[Start MATERIAL SHOWN]
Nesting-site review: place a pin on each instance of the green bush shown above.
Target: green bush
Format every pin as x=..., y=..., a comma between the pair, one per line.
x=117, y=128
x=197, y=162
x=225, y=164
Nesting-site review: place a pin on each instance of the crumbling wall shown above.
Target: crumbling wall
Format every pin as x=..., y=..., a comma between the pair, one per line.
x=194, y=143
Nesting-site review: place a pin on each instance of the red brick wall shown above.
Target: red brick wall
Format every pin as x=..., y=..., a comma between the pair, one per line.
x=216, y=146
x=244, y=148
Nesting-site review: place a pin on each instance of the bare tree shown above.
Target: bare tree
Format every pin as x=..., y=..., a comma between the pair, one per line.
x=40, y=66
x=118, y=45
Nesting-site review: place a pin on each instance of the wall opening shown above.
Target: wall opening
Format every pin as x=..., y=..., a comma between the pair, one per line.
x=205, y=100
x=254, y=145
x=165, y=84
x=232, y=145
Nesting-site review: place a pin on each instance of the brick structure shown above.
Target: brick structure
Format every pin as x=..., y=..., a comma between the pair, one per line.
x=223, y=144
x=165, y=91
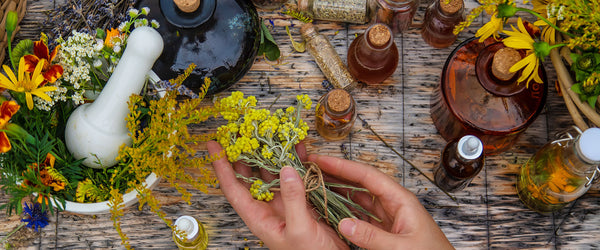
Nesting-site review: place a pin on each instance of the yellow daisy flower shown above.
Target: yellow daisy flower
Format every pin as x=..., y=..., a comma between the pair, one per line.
x=26, y=84
x=520, y=39
x=491, y=28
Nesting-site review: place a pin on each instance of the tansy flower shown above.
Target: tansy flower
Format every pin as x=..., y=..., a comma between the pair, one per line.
x=50, y=71
x=491, y=28
x=26, y=84
x=520, y=39
x=7, y=110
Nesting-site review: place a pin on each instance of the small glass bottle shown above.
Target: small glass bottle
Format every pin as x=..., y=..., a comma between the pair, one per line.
x=335, y=114
x=397, y=14
x=439, y=22
x=373, y=56
x=268, y=4
x=196, y=238
x=327, y=58
x=351, y=11
x=460, y=162
x=561, y=171
x=478, y=95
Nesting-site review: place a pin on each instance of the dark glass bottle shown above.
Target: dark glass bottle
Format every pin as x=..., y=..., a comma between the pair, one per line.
x=351, y=11
x=561, y=171
x=221, y=37
x=460, y=162
x=439, y=22
x=373, y=56
x=397, y=14
x=470, y=99
x=335, y=114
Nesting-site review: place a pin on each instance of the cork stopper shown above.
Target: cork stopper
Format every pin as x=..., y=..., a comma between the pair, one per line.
x=503, y=60
x=379, y=35
x=187, y=6
x=451, y=7
x=338, y=100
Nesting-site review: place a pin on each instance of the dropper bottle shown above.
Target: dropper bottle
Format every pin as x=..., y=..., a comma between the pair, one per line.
x=460, y=162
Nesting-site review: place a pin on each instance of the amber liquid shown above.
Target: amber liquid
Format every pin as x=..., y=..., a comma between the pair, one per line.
x=547, y=181
x=333, y=127
x=454, y=173
x=461, y=106
x=438, y=27
x=370, y=66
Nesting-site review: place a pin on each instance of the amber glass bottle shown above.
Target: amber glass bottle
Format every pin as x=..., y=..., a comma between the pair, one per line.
x=460, y=162
x=221, y=37
x=397, y=14
x=472, y=100
x=439, y=22
x=373, y=56
x=561, y=171
x=335, y=114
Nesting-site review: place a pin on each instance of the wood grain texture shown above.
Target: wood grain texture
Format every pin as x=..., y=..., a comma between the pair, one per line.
x=487, y=214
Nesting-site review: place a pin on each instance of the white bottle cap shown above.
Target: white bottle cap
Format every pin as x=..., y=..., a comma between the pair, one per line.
x=589, y=144
x=189, y=225
x=470, y=147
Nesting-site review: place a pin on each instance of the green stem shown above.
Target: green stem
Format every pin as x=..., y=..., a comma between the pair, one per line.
x=545, y=20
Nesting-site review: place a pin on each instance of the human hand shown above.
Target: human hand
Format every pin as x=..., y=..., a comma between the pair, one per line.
x=286, y=222
x=405, y=222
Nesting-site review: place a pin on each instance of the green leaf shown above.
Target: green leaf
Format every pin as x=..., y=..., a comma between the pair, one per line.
x=24, y=47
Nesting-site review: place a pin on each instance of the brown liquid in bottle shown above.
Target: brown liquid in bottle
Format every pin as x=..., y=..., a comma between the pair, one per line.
x=373, y=56
x=497, y=113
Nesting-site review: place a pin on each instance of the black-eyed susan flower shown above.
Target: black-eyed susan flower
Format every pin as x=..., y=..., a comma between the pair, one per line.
x=30, y=85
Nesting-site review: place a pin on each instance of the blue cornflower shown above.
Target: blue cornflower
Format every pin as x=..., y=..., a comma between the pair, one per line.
x=35, y=217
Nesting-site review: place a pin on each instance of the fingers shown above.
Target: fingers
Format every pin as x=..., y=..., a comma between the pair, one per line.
x=293, y=195
x=366, y=235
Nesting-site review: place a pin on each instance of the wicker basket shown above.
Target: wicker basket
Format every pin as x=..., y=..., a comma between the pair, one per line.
x=20, y=6
x=583, y=115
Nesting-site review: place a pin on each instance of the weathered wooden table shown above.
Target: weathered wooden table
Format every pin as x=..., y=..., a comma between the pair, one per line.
x=487, y=214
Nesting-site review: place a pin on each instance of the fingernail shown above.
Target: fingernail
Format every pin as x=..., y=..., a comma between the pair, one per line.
x=288, y=174
x=347, y=227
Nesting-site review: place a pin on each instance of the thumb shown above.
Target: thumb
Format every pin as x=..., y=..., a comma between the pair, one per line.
x=366, y=235
x=293, y=196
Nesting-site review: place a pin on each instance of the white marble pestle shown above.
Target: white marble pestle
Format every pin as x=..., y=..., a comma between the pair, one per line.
x=97, y=130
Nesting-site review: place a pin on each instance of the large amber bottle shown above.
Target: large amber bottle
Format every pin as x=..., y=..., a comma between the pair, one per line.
x=221, y=37
x=472, y=100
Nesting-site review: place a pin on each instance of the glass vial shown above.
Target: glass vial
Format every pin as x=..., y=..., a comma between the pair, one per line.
x=561, y=171
x=196, y=238
x=268, y=4
x=439, y=22
x=460, y=162
x=351, y=11
x=327, y=58
x=335, y=114
x=397, y=14
x=373, y=56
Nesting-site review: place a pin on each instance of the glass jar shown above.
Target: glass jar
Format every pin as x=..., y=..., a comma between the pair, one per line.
x=470, y=99
x=440, y=19
x=221, y=37
x=373, y=56
x=351, y=11
x=269, y=4
x=561, y=171
x=460, y=161
x=335, y=114
x=196, y=237
x=397, y=14
x=327, y=58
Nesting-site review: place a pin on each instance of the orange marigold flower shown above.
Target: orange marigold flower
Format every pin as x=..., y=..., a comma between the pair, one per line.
x=51, y=72
x=7, y=110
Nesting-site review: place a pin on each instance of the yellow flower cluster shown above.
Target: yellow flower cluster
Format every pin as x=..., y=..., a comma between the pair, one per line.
x=259, y=137
x=261, y=192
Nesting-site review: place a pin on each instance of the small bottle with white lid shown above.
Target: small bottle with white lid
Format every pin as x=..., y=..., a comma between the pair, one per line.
x=196, y=237
x=461, y=160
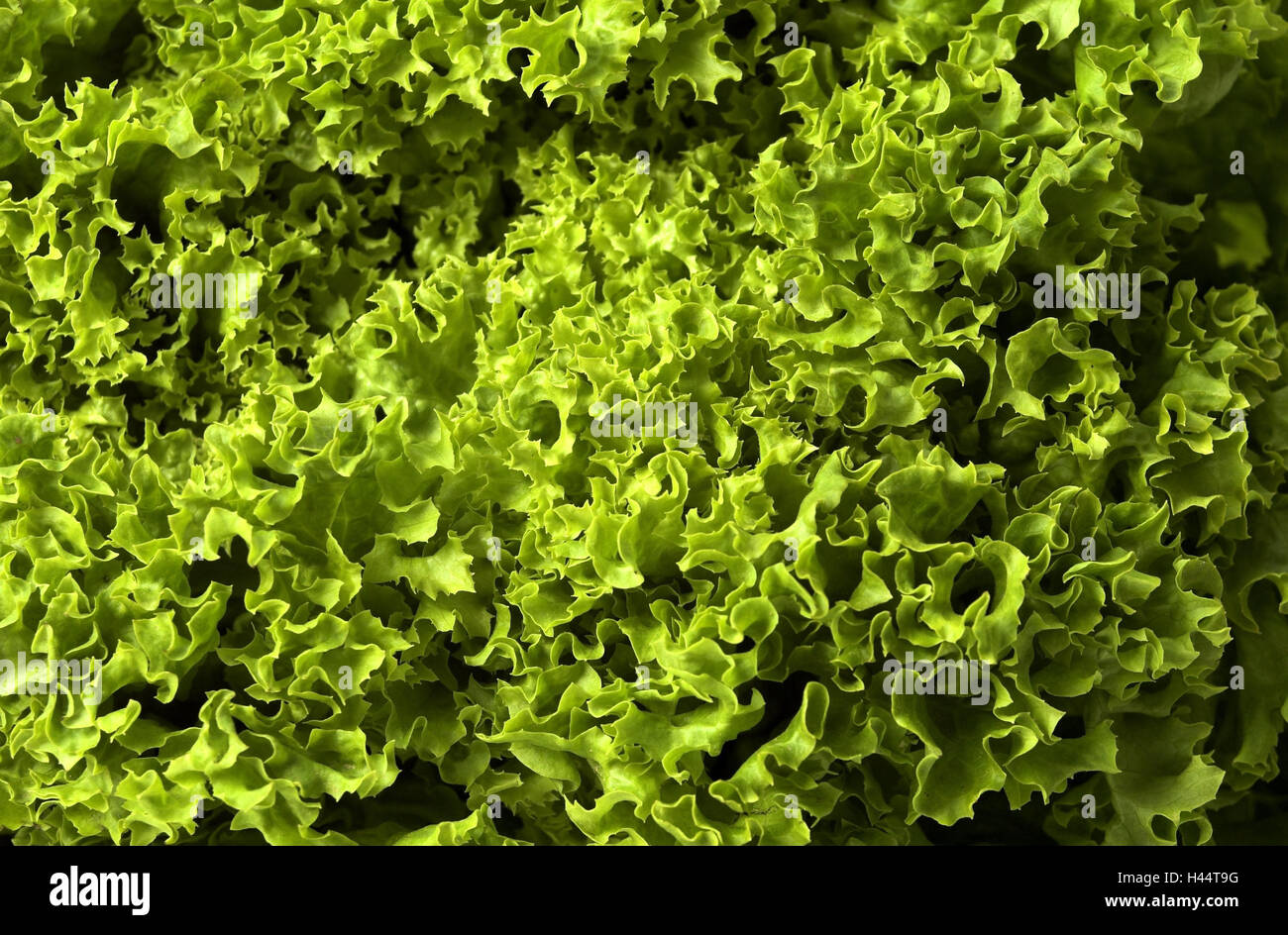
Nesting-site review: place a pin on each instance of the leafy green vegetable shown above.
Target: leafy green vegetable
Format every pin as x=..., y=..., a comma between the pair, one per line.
x=361, y=565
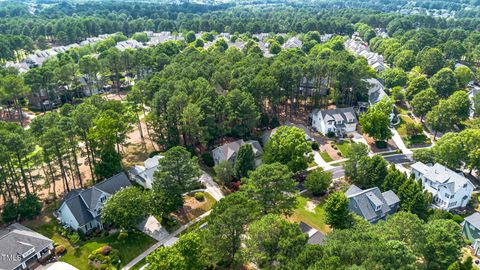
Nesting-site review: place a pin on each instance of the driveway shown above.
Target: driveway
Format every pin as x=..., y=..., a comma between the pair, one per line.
x=399, y=142
x=212, y=187
x=152, y=227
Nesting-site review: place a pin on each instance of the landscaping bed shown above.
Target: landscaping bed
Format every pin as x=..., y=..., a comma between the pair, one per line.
x=77, y=253
x=310, y=210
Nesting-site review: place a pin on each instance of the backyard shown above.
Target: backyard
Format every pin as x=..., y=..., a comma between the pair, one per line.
x=310, y=210
x=77, y=254
x=413, y=140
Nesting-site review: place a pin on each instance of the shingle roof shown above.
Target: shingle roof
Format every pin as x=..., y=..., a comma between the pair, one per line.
x=82, y=204
x=344, y=113
x=474, y=220
x=443, y=175
x=364, y=202
x=17, y=240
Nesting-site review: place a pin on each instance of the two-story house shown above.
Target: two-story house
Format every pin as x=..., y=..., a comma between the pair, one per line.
x=143, y=175
x=22, y=248
x=371, y=203
x=450, y=190
x=339, y=121
x=229, y=151
x=80, y=209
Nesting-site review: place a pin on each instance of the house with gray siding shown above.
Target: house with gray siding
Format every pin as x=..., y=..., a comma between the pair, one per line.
x=372, y=204
x=22, y=248
x=80, y=209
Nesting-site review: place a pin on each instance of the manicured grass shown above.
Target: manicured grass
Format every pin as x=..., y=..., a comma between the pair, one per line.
x=326, y=157
x=129, y=248
x=344, y=147
x=315, y=219
x=140, y=264
x=77, y=255
x=419, y=139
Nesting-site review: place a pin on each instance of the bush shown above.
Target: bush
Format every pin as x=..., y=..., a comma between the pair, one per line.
x=153, y=153
x=122, y=235
x=208, y=159
x=381, y=144
x=199, y=196
x=10, y=212
x=105, y=250
x=457, y=218
x=315, y=146
x=60, y=250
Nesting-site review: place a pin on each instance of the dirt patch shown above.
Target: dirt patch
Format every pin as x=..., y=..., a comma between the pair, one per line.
x=310, y=206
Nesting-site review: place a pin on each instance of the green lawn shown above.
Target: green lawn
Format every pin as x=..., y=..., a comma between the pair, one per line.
x=77, y=255
x=410, y=140
x=326, y=157
x=344, y=147
x=315, y=219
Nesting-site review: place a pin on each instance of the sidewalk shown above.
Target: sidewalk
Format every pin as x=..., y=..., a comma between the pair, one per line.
x=163, y=241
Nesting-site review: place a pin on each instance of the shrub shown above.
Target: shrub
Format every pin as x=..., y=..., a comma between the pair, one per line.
x=457, y=218
x=199, y=196
x=315, y=146
x=10, y=212
x=105, y=250
x=60, y=250
x=208, y=159
x=122, y=235
x=153, y=153
x=381, y=144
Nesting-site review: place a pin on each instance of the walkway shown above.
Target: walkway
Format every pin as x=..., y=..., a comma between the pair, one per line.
x=168, y=239
x=399, y=142
x=163, y=241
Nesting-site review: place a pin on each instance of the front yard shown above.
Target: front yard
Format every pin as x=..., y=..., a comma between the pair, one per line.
x=413, y=140
x=77, y=254
x=310, y=210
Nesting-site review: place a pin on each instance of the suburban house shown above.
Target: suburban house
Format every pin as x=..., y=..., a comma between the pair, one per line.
[End MATERIAL SHOWN]
§ REQUEST
Only the lines from the one with "Nesting-site review: place a pin on each instance of the shrub" through the end of the material are wanted; copy them exactly, both ends included.

§ COMPLETE RESPONSE
Nesting-site review: place a pin on each instance of the shrub shown above.
Target: shrub
Format every pin as x=..., y=..., a comma between the pair, one per line.
x=457, y=218
x=199, y=196
x=315, y=146
x=10, y=212
x=105, y=250
x=60, y=250
x=208, y=159
x=122, y=235
x=153, y=153
x=381, y=144
Nesting-site review: place a pin on each instance of the walkway shown above.
Target: walkway
Format every pin as x=..., y=..., a comma between the pair, one per line.
x=168, y=239
x=399, y=142
x=163, y=241
Nesting-site review: place a pin on each instance of the front yard shown above.
Target: front yard
Format every pin as x=..., y=..., a comma between the pair, one per line.
x=413, y=140
x=77, y=254
x=310, y=210
Nesting-site review: place a pin on each instance of the suburban house shown above.
Target: suburban house
Format every pin as x=..., y=..., a comma between the pair, one per line.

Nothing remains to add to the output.